> **Page excerpt**
++++++++
While all of these points are ideal, some of them are negotiable. We will come out and evaluate the site with you to determine the best location for the bees. Here are what we'll be looking for:
• A dry area. Excess moisture can be detrimental to bee hives.
• Good sun light. It gets cold here in the PNW. The more sunlight hitting the hives, the better.
• Property lines / fencing. There are requirements set forth by the state. We will look up your local codes and ensure all hives will be placed legally to ensure you no trouble from "that" neighbor.
• Flight paths. Bees fly. They need room to be able to do that.
• No pesticides. If you or an immediate neighbor spray pesticides on your plants, this is a deal breaker. No exceptions.
Again, these are ideal. Colonies can survive just fine without some of these. Contact us for a free consultation.
As with everything else in life, there are always costs. B-Town Bees breaks this down two ways:
• Option A: $50/mth for the ACTIVE months of the year (Mar to Sep). Or it can be spread out over the whole year for $25/mth ($300/yr total). At the end of the season, you'll receive 3 jars of raw, natural, local honey.
++++++++
> **Problems and tasks**
A. Could you print the part of the beehive hosting text starting at "While all of" and ending at "breaker. No exceptions."?
B. Can you rewrite the paragraph of the beehive hosting text that begins "Option A: $50/mth" as a short list that keeps its main facts?
C. Can you write the next part of the beehive hosting text, picking up after its last line?
++++++++
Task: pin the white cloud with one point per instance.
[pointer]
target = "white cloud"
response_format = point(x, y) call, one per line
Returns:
++++++++
> **Replies**
A.
While all of these points are ideal, some of them are negotiable. We will come out and evaluate the site with you to determine the best location for the bees. Here are what we'll be looking for:
• A dry area. Excess moisture can be detrimental to bee hives.
• Good sun light. It gets cold here in the PNW. The more sunlight hitting the hives, the better.
• Property lines / fencing. There are requirements set forth by the state. We will look up your local codes and ensure all hives will be placed legally to ensure you no trouble from "that" neighbor.
• Flight paths. Bees fly. They need room to be able to do that.
• No pesticides. If you or an immediate neighbor spray pesticides on your plants, this is a deal breaker. No exceptions.

B.
- Option A costs $50/month during the active months (March to September).
- It can instead be spread over the whole year at $25/month ($300/year total).
- You get 3 jars of raw, natural, local honey at the end of the season.

C.
• Option B: NO COST. It won't cost you anything to have the bees in your yard but you won’t receive any free honey. Hosts however do have "first dibs" on honey we produce for sale.
• See our FAQ as to why there are costs.
We host hives within the "square" of Auburn, Bonney Lake, Parkland, and Graham. Although, our range for hive cutouts and swarm captures is much further! If you're unsure if you'd be included in the hosting range, send us an email or reach out on Facebook!
Here are some frequently asked questions:
• How much yard space is needed? Honey Bees vary in nature depending on time of season, health of the colony, population of the colony, genetics, and other reasons. For this reason it is hard to define the safe distance around a hive. It also depends on the activity around the hive (high energy kids yelling/running/splashing vs. a quiet garden). It’s safe to assume a 10-15ft radius around the hives as a “warning” zone with a 5ft radius being the “danger” zone. If any bees are identified as particularly aggressive, they will be re-queened. If that doesn’t work, they will be relocated and replaced with a less-aggressive colony.
• I have pets / children? Can I still host? YES! Animals and kiddos are not an immediate disqualification on our end. Our hosts will have to sign a waiver explaining they understand that bees sting and people may be allergic to them. With that said, we know plenty of people do both but extra caution is recommended. See “How much yard space is needed” in the FAQ for more info.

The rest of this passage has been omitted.